Is this the way young people communicate now, in long injured silences? Because this destroys the snarky box of most comedies... I mean its exciting to me, but am I being played for a fool? Or is it perfect for this audience to be taken, out of nowhere, by a televangelist, into a serious funeral?
After the memorial to - possibly - memorial to Jennifer - I'm in a cab back home under a pale yellow moon over the East River. Beautiful. I'm home by 1 AM. Leg throbbing, but fell asleep forgetting to 1) wrap affected area in ice for 20 minutes twice, 2) take Advil and 3) lift my knee above my heart. Though of course my heart could not have been very far below my leg as I slid into the dreams of sleep. Which were probably conservative dreams compared to the day I had.
The word INDEPENDENCE is a Mt. Rushmore word in the American language, up on the mountain with FREEDOM and RETURN ON INVESTMENT (ROI). Look at all the enemies climbing up our mountain: tornadoes, penicillin-resistant bacteria, Honduran children, dying Honey Bees. But I’m safe up here with my new app and Beyonce.
In the 50 years since Viet Nam, after we bombed, strafed and defoliated independence movements worldwide, INDEPENDENCE - the founding psychological profile of our citizenry, turned into its opposite. We take the lie into our bodies. We don’t have fire-works. We have extreme karmic unction: strokes, cancer, and malodorous gastric disaster.
The violence against independence movements of non-Americans is now inseparable from the war on the natural world. The powerless at the edges are harvested for the 1% at the center, whether its people or animals or ancient trees. Or Honey Bees.
July 4th isn’t a celebration for most people. It’s a warning that there are still many of us who are so insecure in our own independence that we see the independence of others as a deadly threat.
The Peoples Climate March planning meeting at Tishman Auditorium last night was a good step forward. What a big march opposite the United Nations climate summit on Sept. 21st would accomplish isn't clear, because big marches haven't worked for a long time, but the coalition in the room included electricians and janitors and train conductors, urban farmers and scientists and puppeteers. The possibility that we have here a reprise of the gathering in Seattle in November of '99, or the Wisconsin capital rotunda in February of 2011 or the first weeks of the Occupy movement – very tantalizing. We live for the human bee-hive, the whirling community, the moment of creativity in this age of corporate darkness.

──────

What the task requires
Copy the passage above on independence and the climate march word for word, between "The violence against" and "a deadly threat.", inclusive.

──────

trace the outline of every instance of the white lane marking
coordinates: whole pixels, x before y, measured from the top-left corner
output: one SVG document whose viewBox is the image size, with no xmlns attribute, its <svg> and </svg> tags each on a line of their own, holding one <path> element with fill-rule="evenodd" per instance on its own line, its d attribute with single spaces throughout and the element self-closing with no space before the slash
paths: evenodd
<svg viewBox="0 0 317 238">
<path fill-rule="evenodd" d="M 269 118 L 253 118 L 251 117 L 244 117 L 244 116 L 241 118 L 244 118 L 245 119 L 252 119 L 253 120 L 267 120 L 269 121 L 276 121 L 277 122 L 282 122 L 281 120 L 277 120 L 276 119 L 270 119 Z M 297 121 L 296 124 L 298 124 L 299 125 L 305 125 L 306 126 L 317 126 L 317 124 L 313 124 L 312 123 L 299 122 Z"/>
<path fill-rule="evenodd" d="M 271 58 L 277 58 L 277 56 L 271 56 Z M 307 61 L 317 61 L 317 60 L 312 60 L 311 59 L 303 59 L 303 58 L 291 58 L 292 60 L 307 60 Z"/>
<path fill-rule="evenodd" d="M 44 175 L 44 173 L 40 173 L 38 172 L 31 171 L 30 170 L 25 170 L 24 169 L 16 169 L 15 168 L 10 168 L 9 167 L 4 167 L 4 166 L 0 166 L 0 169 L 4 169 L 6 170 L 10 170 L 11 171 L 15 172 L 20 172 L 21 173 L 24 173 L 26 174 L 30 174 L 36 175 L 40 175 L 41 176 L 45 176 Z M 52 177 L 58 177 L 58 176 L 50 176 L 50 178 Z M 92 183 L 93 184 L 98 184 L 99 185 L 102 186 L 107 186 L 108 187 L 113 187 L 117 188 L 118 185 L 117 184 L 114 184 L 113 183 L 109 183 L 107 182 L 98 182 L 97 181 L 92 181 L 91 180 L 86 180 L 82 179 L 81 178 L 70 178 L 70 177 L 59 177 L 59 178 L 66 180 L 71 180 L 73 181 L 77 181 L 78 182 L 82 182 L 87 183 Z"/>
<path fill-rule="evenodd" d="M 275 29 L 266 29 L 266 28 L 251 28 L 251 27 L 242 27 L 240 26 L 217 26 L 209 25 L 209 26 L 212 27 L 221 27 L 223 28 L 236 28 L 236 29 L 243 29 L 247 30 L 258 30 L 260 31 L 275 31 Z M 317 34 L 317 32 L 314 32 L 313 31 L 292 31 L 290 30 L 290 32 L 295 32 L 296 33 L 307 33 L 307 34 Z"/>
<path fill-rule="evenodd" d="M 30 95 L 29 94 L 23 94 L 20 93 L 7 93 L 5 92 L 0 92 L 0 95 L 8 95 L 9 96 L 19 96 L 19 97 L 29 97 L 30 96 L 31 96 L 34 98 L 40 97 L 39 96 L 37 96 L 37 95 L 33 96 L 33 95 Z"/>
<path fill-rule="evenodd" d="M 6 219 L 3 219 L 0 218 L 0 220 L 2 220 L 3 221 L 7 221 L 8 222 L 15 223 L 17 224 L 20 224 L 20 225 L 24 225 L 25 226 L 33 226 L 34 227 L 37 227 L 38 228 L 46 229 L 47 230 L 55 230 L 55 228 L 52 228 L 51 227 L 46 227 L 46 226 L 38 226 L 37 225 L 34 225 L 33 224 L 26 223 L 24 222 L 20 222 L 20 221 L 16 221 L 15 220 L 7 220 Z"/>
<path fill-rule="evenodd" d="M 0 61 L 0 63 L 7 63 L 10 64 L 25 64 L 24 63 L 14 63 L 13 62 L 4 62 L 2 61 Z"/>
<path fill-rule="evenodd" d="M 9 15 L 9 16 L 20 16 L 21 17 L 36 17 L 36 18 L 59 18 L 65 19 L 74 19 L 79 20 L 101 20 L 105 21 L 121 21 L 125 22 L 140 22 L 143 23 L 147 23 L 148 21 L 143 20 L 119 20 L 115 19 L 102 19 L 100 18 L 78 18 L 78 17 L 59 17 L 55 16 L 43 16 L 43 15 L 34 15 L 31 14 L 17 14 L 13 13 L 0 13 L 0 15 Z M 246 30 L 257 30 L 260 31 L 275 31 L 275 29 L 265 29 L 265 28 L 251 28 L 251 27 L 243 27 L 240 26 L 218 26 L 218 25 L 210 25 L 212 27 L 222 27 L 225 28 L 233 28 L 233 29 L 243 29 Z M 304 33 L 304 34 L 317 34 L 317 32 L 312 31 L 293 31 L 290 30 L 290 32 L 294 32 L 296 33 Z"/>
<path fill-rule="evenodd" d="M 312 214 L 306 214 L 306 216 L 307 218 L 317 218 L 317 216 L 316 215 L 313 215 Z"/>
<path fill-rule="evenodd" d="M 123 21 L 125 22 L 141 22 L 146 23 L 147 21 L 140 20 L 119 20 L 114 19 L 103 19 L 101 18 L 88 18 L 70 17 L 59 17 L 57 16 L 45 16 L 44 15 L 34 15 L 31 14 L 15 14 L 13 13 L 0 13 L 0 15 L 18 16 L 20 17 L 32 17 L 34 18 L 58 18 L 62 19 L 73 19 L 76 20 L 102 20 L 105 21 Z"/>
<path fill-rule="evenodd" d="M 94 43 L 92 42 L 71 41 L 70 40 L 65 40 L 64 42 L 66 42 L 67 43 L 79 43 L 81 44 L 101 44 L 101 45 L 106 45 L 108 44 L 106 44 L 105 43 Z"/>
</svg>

──────

Response
The violence against independence movements of non-Americans is now inseparable from the war on the natural world. The powerless at the edges are harvested for the 1% at the center, whether its people or animals or ancient trees. Or Honey Bees.
July 4th isn’t a celebration for most people. It’s a warning that there are still many of us who are so insecure in our own independence that we see the independence of others as a deadly threat.